**WHAT NEEDS TO BE DONE:** In the records below, one line contains "Task: Q: Indicate the ventilation". Print that line and every line after it exactly, down to the final one.
━━ INFORMATION
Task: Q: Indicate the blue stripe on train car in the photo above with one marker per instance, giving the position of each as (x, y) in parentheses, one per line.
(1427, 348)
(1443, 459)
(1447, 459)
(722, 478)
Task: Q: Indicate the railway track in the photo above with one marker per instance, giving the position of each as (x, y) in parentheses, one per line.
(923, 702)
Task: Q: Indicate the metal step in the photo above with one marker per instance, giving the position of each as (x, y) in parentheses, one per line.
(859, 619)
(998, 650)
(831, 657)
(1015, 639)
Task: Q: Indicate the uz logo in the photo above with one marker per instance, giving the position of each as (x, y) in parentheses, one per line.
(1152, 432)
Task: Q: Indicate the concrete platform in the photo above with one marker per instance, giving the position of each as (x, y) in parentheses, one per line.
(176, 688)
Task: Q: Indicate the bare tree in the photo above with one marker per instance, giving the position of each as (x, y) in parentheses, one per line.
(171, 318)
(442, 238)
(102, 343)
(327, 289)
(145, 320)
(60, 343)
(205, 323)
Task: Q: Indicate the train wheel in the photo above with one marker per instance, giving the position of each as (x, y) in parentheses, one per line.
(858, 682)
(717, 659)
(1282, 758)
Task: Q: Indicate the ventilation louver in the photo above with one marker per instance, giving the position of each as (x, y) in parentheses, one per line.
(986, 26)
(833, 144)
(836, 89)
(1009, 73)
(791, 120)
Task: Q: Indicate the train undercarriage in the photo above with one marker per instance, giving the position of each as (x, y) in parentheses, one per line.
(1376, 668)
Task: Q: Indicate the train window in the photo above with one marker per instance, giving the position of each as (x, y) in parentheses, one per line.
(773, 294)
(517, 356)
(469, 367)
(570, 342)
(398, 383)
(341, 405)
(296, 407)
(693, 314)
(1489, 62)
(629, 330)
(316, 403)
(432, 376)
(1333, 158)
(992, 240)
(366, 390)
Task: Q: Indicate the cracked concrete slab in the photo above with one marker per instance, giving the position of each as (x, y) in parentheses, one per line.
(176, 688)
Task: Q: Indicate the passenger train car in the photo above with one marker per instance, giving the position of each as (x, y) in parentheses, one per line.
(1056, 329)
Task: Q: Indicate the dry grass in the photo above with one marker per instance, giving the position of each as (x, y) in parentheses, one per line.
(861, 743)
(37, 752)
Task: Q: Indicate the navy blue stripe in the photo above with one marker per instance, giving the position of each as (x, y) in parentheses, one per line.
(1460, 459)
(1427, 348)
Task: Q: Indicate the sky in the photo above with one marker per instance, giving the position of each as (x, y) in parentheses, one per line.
━━━━
**RESPONSE AREA:**
Task: Q: Indicate the ventilation louver in the photo above with one marker per instance, giving the position of each as (x, y) in parentheses, one per line.
(986, 26)
(833, 144)
(836, 89)
(1009, 73)
(791, 120)
Task: Q: Indicate the train undercarriage in the photo above with one marker per instance, giving the position of each as (x, y) in parentheses, one per line.
(1376, 668)
Task: Q: Indicate the train window in the photo above with one marker per instance, giving the position of each as (x, y) in parentheses, one per line.
(773, 294)
(517, 356)
(469, 367)
(570, 342)
(398, 383)
(341, 405)
(296, 407)
(693, 314)
(1489, 62)
(629, 330)
(316, 403)
(432, 376)
(1333, 158)
(992, 240)
(366, 390)
Task: Q: Indicate the cracked concrete slab in the photo above with one marker per instance, giving the position of each as (x, y) in parentheses, one per line.
(176, 688)
Task: Q: Indicate the passenger train car in the photo above with one marker per instance, giving the position of each as (x, y) in parentheses, one per line.
(1056, 329)
Task: Q: Indicate the dry grass in the photo above with one marker per instance, giving the position of each as (x, y) in parentheses, one per line.
(861, 743)
(37, 752)
Task: Q: Indicate the navy blue stripe in the photo above with one marker per instance, giving the position of each as (x, y) in parentheses, one per line.
(1460, 459)
(1427, 348)
Task: Q: Indicate the sky in the photo above with one marker per instance, giving the position of each as (x, y) in parentheses, one per line.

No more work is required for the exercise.